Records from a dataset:
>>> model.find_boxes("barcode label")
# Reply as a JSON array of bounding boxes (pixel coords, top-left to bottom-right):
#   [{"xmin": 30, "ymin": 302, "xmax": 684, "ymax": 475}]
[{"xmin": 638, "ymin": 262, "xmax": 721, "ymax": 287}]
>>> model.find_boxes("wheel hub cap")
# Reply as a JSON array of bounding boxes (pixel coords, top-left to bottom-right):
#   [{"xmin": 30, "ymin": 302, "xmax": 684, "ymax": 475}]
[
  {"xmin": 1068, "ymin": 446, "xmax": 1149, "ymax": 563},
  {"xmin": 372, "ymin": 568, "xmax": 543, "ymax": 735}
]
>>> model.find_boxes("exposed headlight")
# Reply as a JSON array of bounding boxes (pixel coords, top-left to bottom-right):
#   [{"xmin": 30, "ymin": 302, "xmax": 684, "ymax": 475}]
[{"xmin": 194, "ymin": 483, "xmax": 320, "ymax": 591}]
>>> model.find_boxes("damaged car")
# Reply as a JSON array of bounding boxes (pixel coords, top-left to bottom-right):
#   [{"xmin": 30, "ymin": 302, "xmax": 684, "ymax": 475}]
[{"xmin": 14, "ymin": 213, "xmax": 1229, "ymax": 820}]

ABOUT THIS TASK
Retype all of the data shown above, word for word.

SOLUTION TO THIS EXERCISE
>>> model.find_boxes("barcode label")
# Reply as a JSON array of bounding boxes (pixel coords, top-left to bottom-right):
#   [{"xmin": 30, "ymin": 302, "xmax": 684, "ymax": 475}]
[{"xmin": 638, "ymin": 262, "xmax": 721, "ymax": 287}]
>>> model.find_boxes("wheel hub cap")
# Reply as a JSON array of bounding boxes (pixel coords, top-left to bottom-right):
#   [{"xmin": 30, "ymin": 302, "xmax": 684, "ymax": 475}]
[
  {"xmin": 1068, "ymin": 446, "xmax": 1149, "ymax": 563},
  {"xmin": 372, "ymin": 568, "xmax": 543, "ymax": 735}
]
>>> model.find_boxes("exposed headlight")
# Reply as a JSON array of bounding boxes (pixel coords, top-left to bottom-right):
#   [{"xmin": 30, "ymin": 302, "xmax": 684, "ymax": 475}]
[{"xmin": 194, "ymin": 483, "xmax": 320, "ymax": 591}]
>>> model.find_boxes("damaged car")
# Reply as a JSON array of bounding boxes (pixel coords, top-left to bottom-right):
#   [{"xmin": 30, "ymin": 302, "xmax": 684, "ymax": 475}]
[{"xmin": 14, "ymin": 213, "xmax": 1229, "ymax": 820}]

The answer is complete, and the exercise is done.